Пушкин сказал, что один план Дантова ада уже есть гениальное произведение.

Таким образам, все говорит за то, что нужно, прежде чем писать, составлять план. Однако Алексей Толстой в одном из своих высказываний замечает, что в то время, когда составлен план и уже пишешь по этому плану, вдруг происходит бунт персонажей. Стало быть, возможна и такая вещь! Стало быть, творчество самого события может продолжаться еще и тогда, когда событие уже происходит. И в этом одно из замечательных свойств творчества. Творчество радиоактивно. Одна мысль излучает другую. Поэт импровизирует. Я, например, заметил, что для меня лично очень полезно рассказывать свои замыслы.

Получается нечто вроде импровизации. Неожиданно для меня самого рождаются новые — не то, чтобы детали или краски, а целые куски, целые катастрофы...

Вопрос. Какие приемы «Зависти»?

Ответ. Есть два рода писателей. Один — у которых видно, как вещь написана, видна фактура вещи. И есть другие, читая которых не замечаешь языка, и видишь только те картины, которые этим языком описаны. Предположим, можно смотреть в окно, сильно высунувшись, и тогда окна вы не видите — оконной рамы, подоконника, — вы видите море, поле. И можно смотреть так, когда видишь окно и, кроме того, может быть, и стол и то, что стоит возле окна.

Когда я пишу, я думаю только о том, чтобы передать с максимальной явственностью то, что я вижу. Мне хочется, чтобы читатель смотрел в мир, который я ему показываю, сильно высунувшись, и чтобы ему не мешала оконная рама и то, что стоит возле окна.

Один читатель сказал мне, что он не знает, какая у меня фраза — длинная или короткая. «Я вижу то, что вы мне показываете, и не замечаю средств, которые вы применяете, чтобы заставить меня видеть».

Что же это за средства?

Для того, чтобы заставить увидеть другого, я прежде всего должен увидеть сам. Это — основное и самое важное. Я должен передать читателю свое чувство. Если продумана идея, если хорошо знаешь, что ты хотел бы изобразить, то о языке заботиться нечего. Он является сам.

Гюго сказал, что всякая хорошая мысль приобретает форму стиха.

Главное — мысль, содержание. Форма приходит потом. Форма есть граница содержания.

Реплика. Вы часто ссылаетесь на Гюго. Вы его, видно, любите.

**Представленные данные:**
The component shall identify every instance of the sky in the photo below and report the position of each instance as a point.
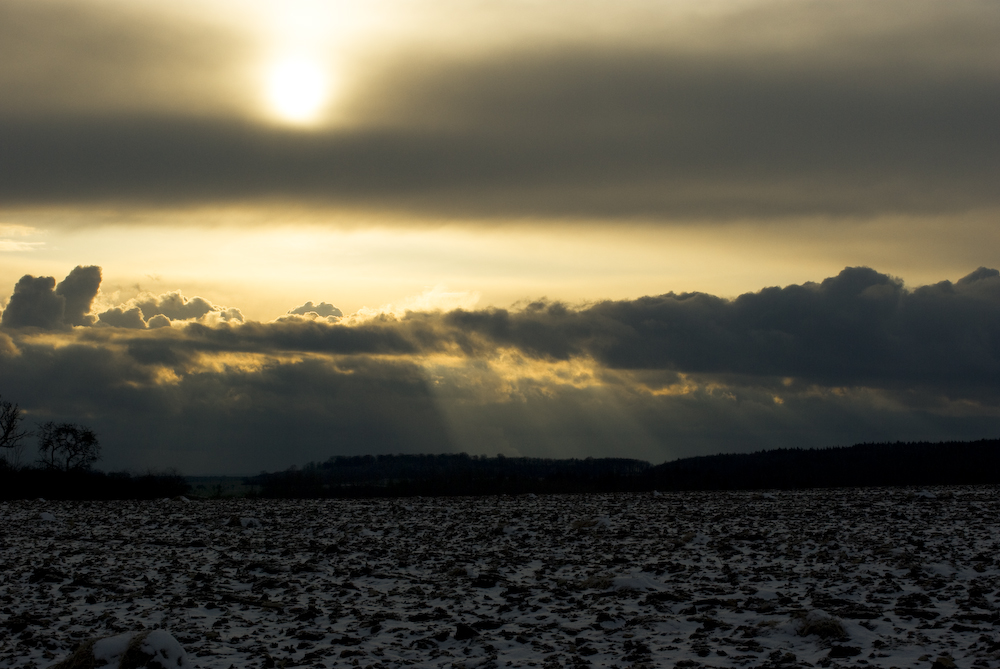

**Письменное задание:** Что, по замечанию Алексея Толстого из отрывка о писательском труде, вдруг происходит, когда план составлен и уже пишешь по нему?

**Полный ответ:** Происходит бунт персонажей.